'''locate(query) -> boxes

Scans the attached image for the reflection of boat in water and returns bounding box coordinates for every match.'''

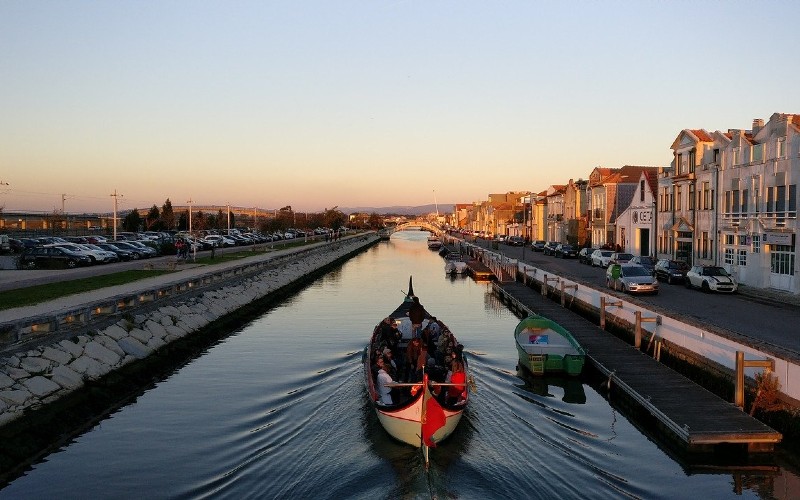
[516,368,586,404]
[362,276,471,464]
[514,315,585,376]
[444,252,468,275]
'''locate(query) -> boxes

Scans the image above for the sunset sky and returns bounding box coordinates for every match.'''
[1,2,798,214]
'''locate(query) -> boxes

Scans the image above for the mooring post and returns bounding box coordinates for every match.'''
[560,282,578,307]
[734,351,775,409]
[634,311,660,349]
[600,296,623,330]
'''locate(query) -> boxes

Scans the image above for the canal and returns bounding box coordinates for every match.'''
[1,230,798,499]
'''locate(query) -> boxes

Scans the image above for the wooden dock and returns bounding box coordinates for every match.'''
[465,259,494,280]
[494,281,782,454]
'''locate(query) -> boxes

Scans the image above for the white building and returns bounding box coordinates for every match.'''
[615,171,657,257]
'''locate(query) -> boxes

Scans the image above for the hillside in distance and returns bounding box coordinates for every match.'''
[340,204,454,216]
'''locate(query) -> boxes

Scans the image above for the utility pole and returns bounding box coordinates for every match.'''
[227,203,231,234]
[110,189,123,240]
[187,198,195,260]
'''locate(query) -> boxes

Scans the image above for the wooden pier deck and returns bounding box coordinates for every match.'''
[465,259,494,280]
[494,281,782,454]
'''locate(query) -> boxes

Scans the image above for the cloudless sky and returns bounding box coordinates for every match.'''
[1,1,798,213]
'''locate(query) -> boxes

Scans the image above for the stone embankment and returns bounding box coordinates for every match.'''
[0,234,378,428]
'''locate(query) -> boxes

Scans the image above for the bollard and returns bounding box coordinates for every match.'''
[560,282,578,307]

# # # # #

A verbatim copy of the entries, stripped of pictures, should be produced.

» Task solution:
'''locate(query) -> boxes

Scans the attached image for the reflection of boat in water and returns bounding box coordinates for every match.'''

[516,368,586,404]
[362,276,471,464]
[514,315,585,376]
[444,252,468,275]
'''locate(query) -> boxes

Scans the image above for the sunset sky and returns bounding box coordinates for every match.'''
[1,2,798,214]
'''locate(query) -> boxes

Scans the image above for the mooring post and returns bounding box coordinates for every match.'''
[560,282,578,307]
[734,351,775,409]
[634,311,660,349]
[600,296,623,330]
'''locate(query) -> boxes

Scans the image above for the canal and returns bounding box coordinates for every match.'''
[1,230,798,499]
'''locate(query) -> boxes

Scans the image above for the wooden dock and returns bounding box coordinates for every match.'''
[465,259,494,280]
[494,281,782,454]
'''locate(query) -> boxes

Scans the image above for the white building and returns bounding box coordinates for every match.'''
[615,171,657,257]
'''locate(query) -> boxes

Scans the image above for the hillside in distance and returns bounding box coordinates for every match.'''
[340,204,454,216]
'''locate(query) -> boxes

Scans the image above for the utility pole and returns bounding box coordinates for every match.'''
[227,203,231,234]
[110,189,123,240]
[187,198,195,260]
'''locate(query) -> boxes

Scans the image above for the wooden pier deck and returns bounding box coordinates for every match.'''
[465,259,494,280]
[494,281,782,454]
'''locate(query) -> boxes

Scans the image above for the cloudless sky and returns bounding box coordinates for every match.'''
[1,1,798,213]
'''locate(query) -> boxes

Scans the image above for the stone embankment and returns bounding box coordinates for every match.'''
[0,234,378,428]
'''locate(query) -> boxes

Scans the image above for the bollard and returns bounding box coordinates for every match.'''
[560,282,578,307]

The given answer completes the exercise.